Fragmento citado —
■ ■ ■ ■
Resulta difícil creer en el mérito, sobre todo, porque es un concepto que presupone una sociedad de iguales y la nuestra no es precisamente ello. Sin embargo, la excusa del mérito y sus números puede funcionar por su potencia descriptiva. Argentina, a pesar del discurso imperante, no es un país de mierda –entre otras cosas y sobre todo– por la calidad de su sistema de enseñanza superior. Para citar un ejemplo reciente, en junio de este año, según el ranking global de la consultora QS, la UBA fue destacada como la mejor universidad iberoamericana. Si se tiene en cuenta que en el mundo hay más de 26 mil universidades, su posición actual la ubica dentro del 1 por ciento de la élite internacional.
No obstante, reflexionar acerca de la educación superior laica, gratuita y de calidad no equivale a pensar –únicamente– en la referencia de la UBA. También es posible y necesario recuperar el invaluable papel que desempeñan las universidades con anclaje territorial, instituciones abiertas y populares. Durante el período 2003-2015 fueron creadas diecisiete con el propósito de formar, en muchos casos, a la primera generación de graduados pertenecientes a las familias desplazadas de los centros capitales. Su experiencia opera como una muestra viva que explica, una vez más –a contramano de lo que piensa María Eugenia Vidal– por qué estudiar no es un privilegio sino un derecho.
Algún desprevenido podría preguntarse por qué es necesario defenderlas. En principio, por la memoria, porque para que haya derechos debió haber lucha: la reforma de 1918 incluía el osado programa reformista de los jóvenes cordobeses que apuntaba a democratizar las condiciones de acceso y participación en un mundo universitario protagonizado por jefes clericales. Planteaba la reactualización de los planes de estudio y de las metodologías para implementarlos; reivindicaba la libre expresión de ideas que habían quedado sepultadas; y sobre todo, conducía hacia una disputa de clase. Como golpe de efecto, la democracia en el sistema universitario trajo aparejadas mejores condiciones para los individuos de grupos más desfavorecidos que, con un título en mano, lograron disputar espacios que hasta el momento solo eran colonizados por los hijos del dinero. Abrir las venas de un sistema diseñado a imagen y semejanza de los poderosos de turno.
■ ■ ■ ■
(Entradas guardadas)
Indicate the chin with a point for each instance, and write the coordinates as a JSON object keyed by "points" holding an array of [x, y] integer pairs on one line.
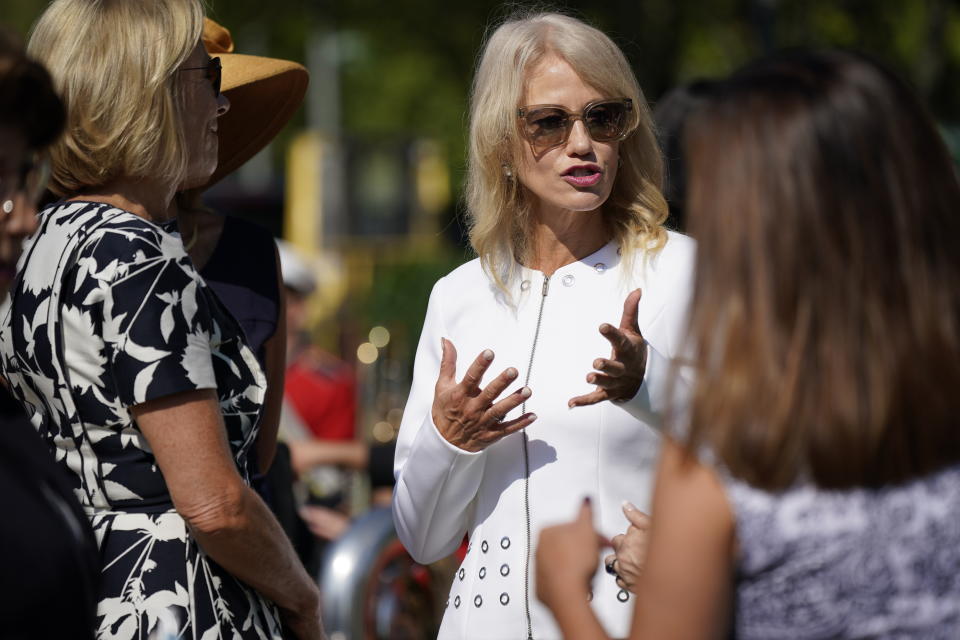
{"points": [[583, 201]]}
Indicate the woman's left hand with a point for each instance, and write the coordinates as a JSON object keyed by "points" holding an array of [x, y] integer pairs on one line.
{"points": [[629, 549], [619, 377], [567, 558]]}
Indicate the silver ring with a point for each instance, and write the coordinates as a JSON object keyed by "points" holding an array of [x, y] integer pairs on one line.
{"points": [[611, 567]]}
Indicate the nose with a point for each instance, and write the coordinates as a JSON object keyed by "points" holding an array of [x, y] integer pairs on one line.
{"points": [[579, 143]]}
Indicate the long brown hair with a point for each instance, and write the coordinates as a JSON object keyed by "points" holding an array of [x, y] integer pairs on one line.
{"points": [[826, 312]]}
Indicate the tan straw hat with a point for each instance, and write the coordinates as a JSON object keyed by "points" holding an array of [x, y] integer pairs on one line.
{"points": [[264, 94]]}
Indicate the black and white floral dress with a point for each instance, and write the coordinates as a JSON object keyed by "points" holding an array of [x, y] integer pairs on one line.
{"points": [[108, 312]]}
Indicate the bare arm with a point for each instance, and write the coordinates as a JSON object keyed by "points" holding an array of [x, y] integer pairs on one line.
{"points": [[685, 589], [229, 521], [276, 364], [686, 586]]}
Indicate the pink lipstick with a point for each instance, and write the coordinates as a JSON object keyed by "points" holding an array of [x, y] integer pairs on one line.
■ ■ ■ ■
Preguntas de lectura —
1 - Según el fragmento citado sobre la universidad pública en Argentina, ¿cuántas universidades se crearon entre 2003 y 2015?
2 - Sigue escribiendo el fragmento citado sobre la universidad pública en Argentina a partir del punto en que termina.
Este material viene de otra fuente.

Respuestas esperadas —
1 - Diecisiete.

2 -
También es necesario defenderlas porque son usinas de pensamiento crítico. Si el conocimiento es poder, la única manera de superar la condición de marginalidad geopolítica en la distribución mundial es a partir de la generación de esquemas de pensamiento propios. Sencillamente: que nuestras ideas sigan nuestros propios objetivos y beneficien a nuestra propia gente. Las universidades públicas son sitios donde se producen, intercambian y comparten las herramientas adecuadas para poder cuestionar –eso que llamamos– “la realidad” y conseguir mayores márgenes de autonomía y agencia. En efecto, funcionan como espacios de contracultura y brindan instrumentos esenciales para colocar en superficie la necesidad de transformar la estructura socio-económica del país, con el objetivo de impulsar una redistribución más equitativa de los ingresos.
Debemos defenderlas porque robustecen el sistema democrático. ¿Por qué? Porque una ciudadanía mejor educada puede cumplir de una manera más satisfactoria la vigilancia de las acciones de las autoridades. Quien conoce mejor el mundo necesita menos que otro se lo explique. Tenemos que defenderlas porque son espacios de puertas abiertas y de libertad; de pensamiento y acción; de respeto y pasión; donde aprendemos, nos alegramos y frustramos; escenarios de reivindicación y lucha popular. Son arenas públicas y, como son públicas, son de todos.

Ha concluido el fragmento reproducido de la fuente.